• [Task objective] Restate all of the material, keeping every line identical to the original.

• [Provided entries]

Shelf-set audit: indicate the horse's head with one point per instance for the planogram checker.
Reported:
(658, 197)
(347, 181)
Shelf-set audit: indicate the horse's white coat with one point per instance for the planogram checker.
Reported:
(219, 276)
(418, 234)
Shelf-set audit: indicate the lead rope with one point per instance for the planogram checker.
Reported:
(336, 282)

• [Written solution]
Shelf-set audit: indicate the horse's head with one point per instance for the planogram checker.
Reported:
(658, 197)
(347, 181)
Shelf-set audit: indicate the horse's white coat with one point per instance for the planogram checker.
Reported:
(219, 276)
(418, 234)
Shelf-set audit: indicate the lead rope with one point per instance for the planogram checker.
Reported:
(336, 282)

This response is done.